GIVEN TEXT>
Treatment options for advanced cholangiocarcinoma are limited and prognosis is poor. Cholangiocarcinomas are highly heterogeneous at the molecular level, with divergent patterns between intrahepatic and extrahepatic forms, intrahepatic being particularly rich in actionable alterations. We compared survival in patients with advanced cholangiocarcinoma harboring alterations matched to targeted drugs, with patients harboring nonactionable alterations.
Patients with cholangiocarcinoma treated between 2011 and 2020 at one institution, with available molecular analyses, were retrospectively reviewed. Genomic alteration actionability was classified according to the ESMO Scale for Clinical Actionability of Molecular Targets (ESCAT) and correlated with efficacy endpoints.

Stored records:
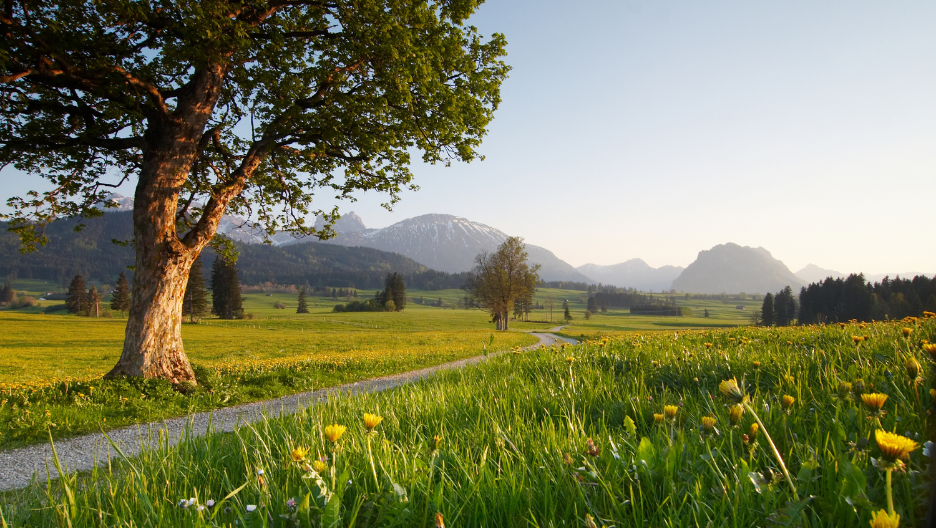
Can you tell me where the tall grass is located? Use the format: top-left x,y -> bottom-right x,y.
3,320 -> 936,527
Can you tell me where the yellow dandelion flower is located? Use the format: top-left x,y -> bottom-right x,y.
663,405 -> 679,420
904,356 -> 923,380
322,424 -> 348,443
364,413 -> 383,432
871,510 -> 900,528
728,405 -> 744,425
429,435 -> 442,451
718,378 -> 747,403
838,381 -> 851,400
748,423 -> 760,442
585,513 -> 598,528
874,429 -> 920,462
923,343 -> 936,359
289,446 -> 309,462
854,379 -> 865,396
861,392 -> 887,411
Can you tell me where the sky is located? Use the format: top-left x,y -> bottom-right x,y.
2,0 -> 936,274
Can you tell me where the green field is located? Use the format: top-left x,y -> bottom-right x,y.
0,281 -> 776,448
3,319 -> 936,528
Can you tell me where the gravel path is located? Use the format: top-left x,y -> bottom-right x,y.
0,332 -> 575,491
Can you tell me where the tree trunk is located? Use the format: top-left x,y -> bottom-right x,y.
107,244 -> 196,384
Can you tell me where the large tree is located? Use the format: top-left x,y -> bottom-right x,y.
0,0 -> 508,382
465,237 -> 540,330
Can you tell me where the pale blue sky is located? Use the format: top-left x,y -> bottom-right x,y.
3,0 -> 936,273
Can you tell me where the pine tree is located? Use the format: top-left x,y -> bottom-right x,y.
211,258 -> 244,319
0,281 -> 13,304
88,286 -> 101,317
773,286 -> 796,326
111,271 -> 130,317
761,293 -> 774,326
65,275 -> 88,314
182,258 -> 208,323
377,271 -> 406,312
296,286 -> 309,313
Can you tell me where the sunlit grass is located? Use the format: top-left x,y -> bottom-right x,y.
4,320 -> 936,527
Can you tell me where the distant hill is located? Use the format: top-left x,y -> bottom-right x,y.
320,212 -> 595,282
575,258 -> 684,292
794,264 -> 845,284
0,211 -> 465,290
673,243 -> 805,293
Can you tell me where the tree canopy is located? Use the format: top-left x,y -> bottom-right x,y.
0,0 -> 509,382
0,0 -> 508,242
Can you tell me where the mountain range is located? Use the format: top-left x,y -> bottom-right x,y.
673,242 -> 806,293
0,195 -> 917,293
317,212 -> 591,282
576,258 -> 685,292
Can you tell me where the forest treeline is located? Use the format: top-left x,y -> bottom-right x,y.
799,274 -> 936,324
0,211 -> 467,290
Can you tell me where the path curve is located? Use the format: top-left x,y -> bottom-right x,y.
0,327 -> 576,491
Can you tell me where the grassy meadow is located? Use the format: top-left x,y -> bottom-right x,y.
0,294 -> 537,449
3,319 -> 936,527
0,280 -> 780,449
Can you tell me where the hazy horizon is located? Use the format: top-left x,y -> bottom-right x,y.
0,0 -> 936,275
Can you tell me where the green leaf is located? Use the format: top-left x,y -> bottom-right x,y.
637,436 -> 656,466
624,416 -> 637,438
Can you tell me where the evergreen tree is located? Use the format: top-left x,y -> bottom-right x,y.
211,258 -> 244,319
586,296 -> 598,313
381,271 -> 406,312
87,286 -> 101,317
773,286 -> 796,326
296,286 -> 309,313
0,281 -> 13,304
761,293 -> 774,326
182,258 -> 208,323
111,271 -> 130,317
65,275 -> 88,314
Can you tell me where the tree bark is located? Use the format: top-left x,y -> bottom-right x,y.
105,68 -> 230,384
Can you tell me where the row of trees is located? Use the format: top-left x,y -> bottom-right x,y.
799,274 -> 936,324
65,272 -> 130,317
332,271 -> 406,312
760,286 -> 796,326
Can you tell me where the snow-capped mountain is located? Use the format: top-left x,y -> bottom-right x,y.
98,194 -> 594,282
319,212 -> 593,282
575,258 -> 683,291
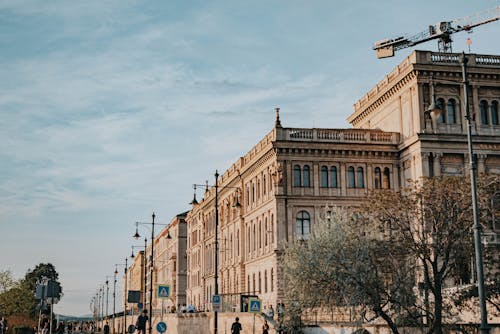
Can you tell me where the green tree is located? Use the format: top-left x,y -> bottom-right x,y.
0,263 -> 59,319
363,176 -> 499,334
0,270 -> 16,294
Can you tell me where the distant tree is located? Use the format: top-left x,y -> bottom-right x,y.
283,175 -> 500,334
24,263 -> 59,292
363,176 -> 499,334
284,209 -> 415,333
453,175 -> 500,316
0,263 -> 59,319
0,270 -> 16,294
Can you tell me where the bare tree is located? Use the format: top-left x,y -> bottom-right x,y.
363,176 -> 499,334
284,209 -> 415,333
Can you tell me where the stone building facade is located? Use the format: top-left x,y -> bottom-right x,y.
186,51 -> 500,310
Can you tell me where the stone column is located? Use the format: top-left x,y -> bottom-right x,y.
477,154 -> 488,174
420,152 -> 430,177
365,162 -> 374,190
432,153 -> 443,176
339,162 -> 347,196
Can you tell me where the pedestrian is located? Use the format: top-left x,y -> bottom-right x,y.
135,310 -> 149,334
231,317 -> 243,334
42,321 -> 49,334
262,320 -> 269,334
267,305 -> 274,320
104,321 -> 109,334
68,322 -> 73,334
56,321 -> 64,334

ACTIVITY 1>
In the cholangiocarcinoma abstract, which scale was used to classify the actionability of genomic alterations?
ACTIVITY 2>
Proceed with the cholangiocarcinoma abstract, picking up after its final sentence.

RESPONSE 1>
The ESMO Scale for Clinical Actionability of Molecular Targets (ESCAT).

RESPONSE 2>
Of 327 patients included, 78.9% had intrahepatic cholangiocarcinoma, 97.9% had received chemotherapy for metastatic disease. Actionable molecular alterations per ESCAT were identified in 184 patients (56.3%), including IDH1 mutations and FGFR2 fusions (23.1% and 8.0% of patients with intrahepatic cholangiocarcinoma, respectively). Median overall survival in 50 patients with ESCAT I-IV alterations who received matched therapy (48 with intrahepatic cholangiocarcinoma) was 22.6 months [95% confidence interval (CI), 20.1–32.8], compared with 14.3 months (95% CI 11.9–18.1) in 130 patients without actionable ESCAT alterations (HR, 0.58; 95% CI, 0.40–0.85; P = 0.005). Among patients receiving matched targeted therapy, median progression-free survival was longer for patients with alterations classified as ESCAT I-II compared with ESCAT III-IV (5.0 vs. 1.9 months; HR, 0.36; 95% CI, 0.15–0.87; P = 0.02).
ESCAT represents a tool to guide clinicians in fine-tuning use of molecular profiling data to choose matched targeted therapies. Our data demonstrate that targeted treatment administered per alteration actionability according to ESCAT is associated with improved survival in cholangiocarcinoma, particularly in ESCAT I-II intrahepatic cholangiocarcinoma.